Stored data
/---

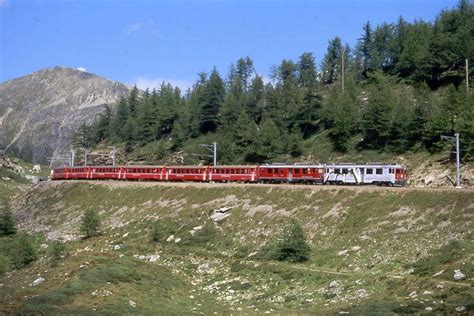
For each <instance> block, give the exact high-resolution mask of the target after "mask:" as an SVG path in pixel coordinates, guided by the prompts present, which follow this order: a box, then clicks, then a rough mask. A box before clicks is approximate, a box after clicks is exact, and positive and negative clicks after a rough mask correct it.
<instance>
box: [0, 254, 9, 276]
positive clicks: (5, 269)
mask: <svg viewBox="0 0 474 316" xmlns="http://www.w3.org/2000/svg"><path fill="white" fill-rule="evenodd" d="M9 270H10V260H8V258H7V257H4V256H2V255H0V276H2V275H3V274H5V272H7V271H9Z"/></svg>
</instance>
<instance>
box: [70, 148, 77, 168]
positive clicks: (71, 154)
mask: <svg viewBox="0 0 474 316" xmlns="http://www.w3.org/2000/svg"><path fill="white" fill-rule="evenodd" d="M75 155H76V152H75V151H74V149H71V167H74V158H75Z"/></svg>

\---

Exercise: Each line in which the string "instance" is found must be copied from the data.

Result of the exercise:
For each <instance> block, give the exact high-resolution mask of the target after "mask:" as an SVG path in pixel coordinates, guided by the prompts present, which follow this order: a box, then clicks, then a rough mask. A box before clicks is approximate, a box after clicks is exact, and positive and negative clicks after a rough mask correct it.
<instance>
</instance>
<instance>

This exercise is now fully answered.